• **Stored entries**
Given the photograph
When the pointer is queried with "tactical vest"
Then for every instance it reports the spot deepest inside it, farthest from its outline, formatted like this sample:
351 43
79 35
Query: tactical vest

• **EXERCISE INSTRUCTIONS**
Copy out every line of the records above, character for character.

• **EXPECTED ANSWER**
Given the photograph
When the pointer is queried with "tactical vest"
Then for every instance it reports the spot deepest inside it, farthest from its outline, formatted like this sample:
351 43
79 35
Query: tactical vest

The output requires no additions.